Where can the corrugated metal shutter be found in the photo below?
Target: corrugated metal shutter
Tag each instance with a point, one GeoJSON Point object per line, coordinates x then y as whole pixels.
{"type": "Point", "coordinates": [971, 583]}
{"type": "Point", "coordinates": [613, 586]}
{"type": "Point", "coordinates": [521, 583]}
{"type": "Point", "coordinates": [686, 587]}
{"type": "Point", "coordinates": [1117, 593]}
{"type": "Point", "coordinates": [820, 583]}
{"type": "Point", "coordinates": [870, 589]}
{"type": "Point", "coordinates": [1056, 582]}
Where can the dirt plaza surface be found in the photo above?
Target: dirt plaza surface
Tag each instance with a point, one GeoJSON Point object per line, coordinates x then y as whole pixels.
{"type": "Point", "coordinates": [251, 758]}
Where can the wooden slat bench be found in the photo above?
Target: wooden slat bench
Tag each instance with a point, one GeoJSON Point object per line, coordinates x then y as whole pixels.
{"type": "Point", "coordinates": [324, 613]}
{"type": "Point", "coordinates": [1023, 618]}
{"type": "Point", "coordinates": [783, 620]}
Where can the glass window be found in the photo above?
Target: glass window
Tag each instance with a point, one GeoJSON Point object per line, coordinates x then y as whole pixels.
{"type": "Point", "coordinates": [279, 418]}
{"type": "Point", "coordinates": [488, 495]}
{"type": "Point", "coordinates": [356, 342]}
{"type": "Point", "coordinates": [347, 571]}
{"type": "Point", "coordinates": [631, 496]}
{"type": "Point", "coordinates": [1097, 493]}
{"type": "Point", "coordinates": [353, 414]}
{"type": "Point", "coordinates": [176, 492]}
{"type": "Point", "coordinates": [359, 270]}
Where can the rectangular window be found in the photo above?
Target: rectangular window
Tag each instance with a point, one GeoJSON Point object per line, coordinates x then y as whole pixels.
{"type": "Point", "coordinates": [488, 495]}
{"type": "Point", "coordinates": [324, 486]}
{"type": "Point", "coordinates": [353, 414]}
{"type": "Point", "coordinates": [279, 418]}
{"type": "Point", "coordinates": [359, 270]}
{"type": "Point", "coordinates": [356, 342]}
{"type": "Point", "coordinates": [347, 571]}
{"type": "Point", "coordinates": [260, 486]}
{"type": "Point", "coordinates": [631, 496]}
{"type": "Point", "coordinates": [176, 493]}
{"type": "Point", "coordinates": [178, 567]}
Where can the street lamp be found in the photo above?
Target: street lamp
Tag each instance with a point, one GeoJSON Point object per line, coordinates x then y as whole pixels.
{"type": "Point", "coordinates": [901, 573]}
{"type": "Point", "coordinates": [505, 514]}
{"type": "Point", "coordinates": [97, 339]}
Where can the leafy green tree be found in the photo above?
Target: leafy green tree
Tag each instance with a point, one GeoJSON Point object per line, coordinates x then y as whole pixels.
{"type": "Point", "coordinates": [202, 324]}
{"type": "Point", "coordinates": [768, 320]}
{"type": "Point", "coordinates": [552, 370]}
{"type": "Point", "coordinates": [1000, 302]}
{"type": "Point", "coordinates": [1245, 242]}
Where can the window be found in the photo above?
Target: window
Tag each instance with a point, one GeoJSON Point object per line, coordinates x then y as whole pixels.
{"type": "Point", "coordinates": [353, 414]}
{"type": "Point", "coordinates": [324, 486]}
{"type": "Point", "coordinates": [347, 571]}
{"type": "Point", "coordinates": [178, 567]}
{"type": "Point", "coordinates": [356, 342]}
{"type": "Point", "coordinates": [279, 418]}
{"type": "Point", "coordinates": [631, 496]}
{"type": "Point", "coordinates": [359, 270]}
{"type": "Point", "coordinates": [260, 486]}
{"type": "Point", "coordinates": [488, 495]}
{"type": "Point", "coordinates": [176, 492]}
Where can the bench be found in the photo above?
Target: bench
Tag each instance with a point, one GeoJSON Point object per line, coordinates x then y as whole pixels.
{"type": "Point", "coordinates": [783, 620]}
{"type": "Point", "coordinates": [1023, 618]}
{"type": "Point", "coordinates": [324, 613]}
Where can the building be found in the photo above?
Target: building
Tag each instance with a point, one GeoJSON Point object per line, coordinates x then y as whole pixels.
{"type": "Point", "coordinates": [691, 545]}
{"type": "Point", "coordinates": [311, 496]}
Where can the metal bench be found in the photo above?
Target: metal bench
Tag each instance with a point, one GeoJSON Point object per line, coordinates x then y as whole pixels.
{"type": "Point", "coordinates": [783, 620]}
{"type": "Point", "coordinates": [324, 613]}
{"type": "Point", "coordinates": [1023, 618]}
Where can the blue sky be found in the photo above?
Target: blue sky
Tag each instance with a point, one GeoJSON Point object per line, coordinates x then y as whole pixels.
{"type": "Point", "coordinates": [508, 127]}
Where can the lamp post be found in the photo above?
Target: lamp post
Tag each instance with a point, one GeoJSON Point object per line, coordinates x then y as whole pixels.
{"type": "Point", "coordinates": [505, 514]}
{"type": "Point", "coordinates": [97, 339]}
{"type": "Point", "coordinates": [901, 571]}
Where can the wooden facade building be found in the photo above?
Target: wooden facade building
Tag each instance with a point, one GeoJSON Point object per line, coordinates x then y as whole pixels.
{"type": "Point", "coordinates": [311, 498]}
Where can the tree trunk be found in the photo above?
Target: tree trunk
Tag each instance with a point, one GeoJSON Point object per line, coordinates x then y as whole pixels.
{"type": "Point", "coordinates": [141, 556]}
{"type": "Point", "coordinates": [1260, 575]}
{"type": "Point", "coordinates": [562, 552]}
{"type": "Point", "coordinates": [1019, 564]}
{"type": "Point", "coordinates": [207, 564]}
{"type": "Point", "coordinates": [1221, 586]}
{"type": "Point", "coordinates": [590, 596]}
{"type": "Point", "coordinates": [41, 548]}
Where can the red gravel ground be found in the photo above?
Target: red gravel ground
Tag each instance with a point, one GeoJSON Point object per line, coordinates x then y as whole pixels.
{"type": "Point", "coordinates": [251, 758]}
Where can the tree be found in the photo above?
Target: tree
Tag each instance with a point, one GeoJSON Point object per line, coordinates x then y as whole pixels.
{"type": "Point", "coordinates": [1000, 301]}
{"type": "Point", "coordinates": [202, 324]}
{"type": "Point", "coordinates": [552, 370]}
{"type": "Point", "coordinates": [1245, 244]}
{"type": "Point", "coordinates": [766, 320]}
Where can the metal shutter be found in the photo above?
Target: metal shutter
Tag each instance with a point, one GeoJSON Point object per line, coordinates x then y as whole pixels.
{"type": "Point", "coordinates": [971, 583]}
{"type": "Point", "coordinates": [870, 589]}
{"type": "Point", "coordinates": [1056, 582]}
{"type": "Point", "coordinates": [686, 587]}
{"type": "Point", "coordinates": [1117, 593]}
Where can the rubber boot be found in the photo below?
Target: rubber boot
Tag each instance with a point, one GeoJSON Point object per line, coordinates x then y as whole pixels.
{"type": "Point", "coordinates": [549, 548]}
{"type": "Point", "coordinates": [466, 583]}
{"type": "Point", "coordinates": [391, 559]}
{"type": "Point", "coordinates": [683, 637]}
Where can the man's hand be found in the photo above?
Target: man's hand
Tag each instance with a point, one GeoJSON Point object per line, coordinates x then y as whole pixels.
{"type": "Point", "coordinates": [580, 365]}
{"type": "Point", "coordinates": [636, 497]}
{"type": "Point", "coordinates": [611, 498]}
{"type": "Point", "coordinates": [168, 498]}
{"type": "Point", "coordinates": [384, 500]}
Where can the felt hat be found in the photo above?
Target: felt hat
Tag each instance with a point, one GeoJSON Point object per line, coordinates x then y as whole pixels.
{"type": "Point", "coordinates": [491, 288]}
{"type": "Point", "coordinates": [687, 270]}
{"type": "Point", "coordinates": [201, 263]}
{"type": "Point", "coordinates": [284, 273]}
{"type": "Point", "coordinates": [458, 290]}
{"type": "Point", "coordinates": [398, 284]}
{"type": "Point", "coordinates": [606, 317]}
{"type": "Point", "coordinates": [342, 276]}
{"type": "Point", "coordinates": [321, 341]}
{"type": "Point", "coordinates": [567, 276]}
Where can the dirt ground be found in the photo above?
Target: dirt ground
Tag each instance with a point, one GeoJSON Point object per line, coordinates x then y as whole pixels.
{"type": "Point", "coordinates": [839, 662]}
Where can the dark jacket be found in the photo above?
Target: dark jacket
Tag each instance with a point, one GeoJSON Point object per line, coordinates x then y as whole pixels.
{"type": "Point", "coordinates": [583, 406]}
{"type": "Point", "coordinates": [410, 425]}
□ □ □ □ □
* **REQUIREMENT**: All that is wanted is the lines from the one containing "Target: dark jacket" through the last line of the records, restated word for word.

* **SOLUTION BELOW**:
Target: dark jacket
Tag each instance with a point, one GeoJSON Point object per line, coordinates x then y as whole pixels.
{"type": "Point", "coordinates": [583, 406]}
{"type": "Point", "coordinates": [410, 425]}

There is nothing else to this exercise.